Saved entries
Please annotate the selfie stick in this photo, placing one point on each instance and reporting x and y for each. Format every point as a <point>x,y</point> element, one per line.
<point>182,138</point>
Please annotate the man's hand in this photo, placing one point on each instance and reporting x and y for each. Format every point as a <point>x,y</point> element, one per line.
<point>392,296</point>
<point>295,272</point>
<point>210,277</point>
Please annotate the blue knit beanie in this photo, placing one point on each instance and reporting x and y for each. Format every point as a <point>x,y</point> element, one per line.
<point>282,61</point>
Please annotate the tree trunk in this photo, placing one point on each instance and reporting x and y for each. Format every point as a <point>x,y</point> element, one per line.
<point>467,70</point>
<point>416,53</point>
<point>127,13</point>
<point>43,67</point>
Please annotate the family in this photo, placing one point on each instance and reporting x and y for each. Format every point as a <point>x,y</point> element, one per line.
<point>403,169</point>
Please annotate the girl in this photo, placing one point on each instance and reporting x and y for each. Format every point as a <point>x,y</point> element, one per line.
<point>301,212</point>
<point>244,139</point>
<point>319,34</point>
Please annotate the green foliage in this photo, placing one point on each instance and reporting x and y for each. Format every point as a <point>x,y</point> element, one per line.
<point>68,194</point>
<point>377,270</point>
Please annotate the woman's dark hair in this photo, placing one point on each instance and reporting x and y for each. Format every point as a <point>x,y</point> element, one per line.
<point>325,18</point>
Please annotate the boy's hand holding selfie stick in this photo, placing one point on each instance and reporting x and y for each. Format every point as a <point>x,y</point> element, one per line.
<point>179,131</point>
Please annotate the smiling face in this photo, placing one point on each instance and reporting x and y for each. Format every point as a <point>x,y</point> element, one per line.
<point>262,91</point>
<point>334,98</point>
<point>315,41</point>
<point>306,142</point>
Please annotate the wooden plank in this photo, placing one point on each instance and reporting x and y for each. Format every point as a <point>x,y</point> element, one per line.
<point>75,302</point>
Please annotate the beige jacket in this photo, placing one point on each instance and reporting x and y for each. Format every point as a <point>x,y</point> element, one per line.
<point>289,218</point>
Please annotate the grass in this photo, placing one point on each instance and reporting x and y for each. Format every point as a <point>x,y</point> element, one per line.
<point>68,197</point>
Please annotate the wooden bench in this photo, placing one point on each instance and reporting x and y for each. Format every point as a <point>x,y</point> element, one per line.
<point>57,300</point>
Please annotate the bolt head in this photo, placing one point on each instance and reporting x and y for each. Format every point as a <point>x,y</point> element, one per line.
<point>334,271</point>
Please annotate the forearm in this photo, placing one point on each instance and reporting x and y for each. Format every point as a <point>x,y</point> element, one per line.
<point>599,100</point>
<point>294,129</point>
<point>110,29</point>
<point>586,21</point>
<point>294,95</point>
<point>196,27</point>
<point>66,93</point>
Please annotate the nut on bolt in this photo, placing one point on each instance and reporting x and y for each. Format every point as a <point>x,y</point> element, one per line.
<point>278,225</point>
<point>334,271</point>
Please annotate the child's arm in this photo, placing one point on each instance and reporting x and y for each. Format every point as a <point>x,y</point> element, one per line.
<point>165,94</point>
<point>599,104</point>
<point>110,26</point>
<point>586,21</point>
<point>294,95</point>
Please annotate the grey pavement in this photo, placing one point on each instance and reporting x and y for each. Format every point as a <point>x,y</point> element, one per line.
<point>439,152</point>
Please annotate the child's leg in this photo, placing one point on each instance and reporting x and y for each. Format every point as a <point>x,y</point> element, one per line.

* **What is needed**: The records above need to be written out again. Keep them exact.

* **Response to the exercise**:
Please annotate the selfie stick in this photo, placing one point on each instance and reporting x and y for each. Format every point as a <point>x,y</point> element, one per line.
<point>182,138</point>
Please annotate the man's hand in this photo, placing one point on each instance and reporting x and y for each. Format every point as a <point>x,y</point> element, one per line.
<point>392,296</point>
<point>295,272</point>
<point>210,277</point>
Please annotate the blue knit beanie in this photo, placing one point on each instance and reporting x and y for each. Format every point as a <point>x,y</point> element, one per line.
<point>282,61</point>
Please annotate the tree trunk in this photo, placing one point on each instance and reporting x and y for each. Format every point as a <point>x,y</point> element, one per line.
<point>467,70</point>
<point>416,53</point>
<point>127,13</point>
<point>43,67</point>
Please annotate the family in this photo, placing one point on each instance and reporting x and y for each. Format every point as a <point>x,y</point> element, one per line.
<point>403,169</point>
Please annotate the girl in this photo, placing one point on each instance and reporting x and y for each. Format every point as a <point>x,y</point> element, one per line.
<point>301,212</point>
<point>244,139</point>
<point>319,34</point>
Please annotate the green foliage in this photo, placing one point on each instance and reporting x and y for each. Format every point as a <point>x,y</point> element, one per line.
<point>68,194</point>
<point>377,270</point>
Please annotate the woman's dark hair in this photo, placing one point on each instance and reporting x and y for each. Format every point as a <point>x,y</point> element, one per line.
<point>325,18</point>
Please annotate the boy's hand holding selfie stick in this photo, placing one point on each instance and reporting x and y for each. Format every point as a <point>x,y</point> element, one per line.
<point>179,131</point>
Please annotate the smiling face in this photo, placing one point on each instance and reporting x and y for each. Format every point as a <point>x,y</point> element, one per line.
<point>262,91</point>
<point>334,98</point>
<point>315,41</point>
<point>306,142</point>
Please annotate the wooden plank in this photo, placing one point on each instance and reporting x and y for each. Format every point as a <point>x,y</point> element, one per line.
<point>75,302</point>
Please annotate the beige jacket in this photo, placing one point on each instance and reporting x and y for each. Format every point as a <point>x,y</point> element, one per line.
<point>289,218</point>
Please annotate the grass in this photo, placing one point on each instance and reporting x and y for each. Format every point as a <point>x,y</point> element, one per line.
<point>68,197</point>
Please annotate the wooden bench in this photo, placing one point on each instance and reporting x and y for each. Format every point as a <point>x,y</point> element, one per line.
<point>57,300</point>
Please annotate the bolt head in this photo, placing one point on each instance and reporting x and y for each. Format every point as a <point>x,y</point> element, one per line.
<point>334,271</point>
Please annotate the forearm in this photo, placing one point on each instance and reporting x and y for each. Format every point as a <point>x,y</point> element, one per line.
<point>599,100</point>
<point>294,129</point>
<point>110,29</point>
<point>586,21</point>
<point>294,95</point>
<point>196,27</point>
<point>66,93</point>
Please annotate the nut on bolt in this photo, placing one point on each instance and reporting x and y for each. Format every point as a <point>x,y</point> element, one per line.
<point>278,225</point>
<point>334,271</point>
Please annotate the child's arm in this photo, placing one point on each instance and reporting x and y for each. Format every point as a <point>x,y</point> element, one per line.
<point>165,94</point>
<point>599,104</point>
<point>110,26</point>
<point>586,21</point>
<point>294,95</point>
Please annotate the grey pavement in this photo, placing one point on each instance and reporting x and y for each. Format every point as a <point>x,y</point> element, one per line.
<point>439,152</point>
Please annotate the child's leg in this photo, placing one point on each instance and reporting x and y for each. Format every point as a <point>x,y</point> element, one per line.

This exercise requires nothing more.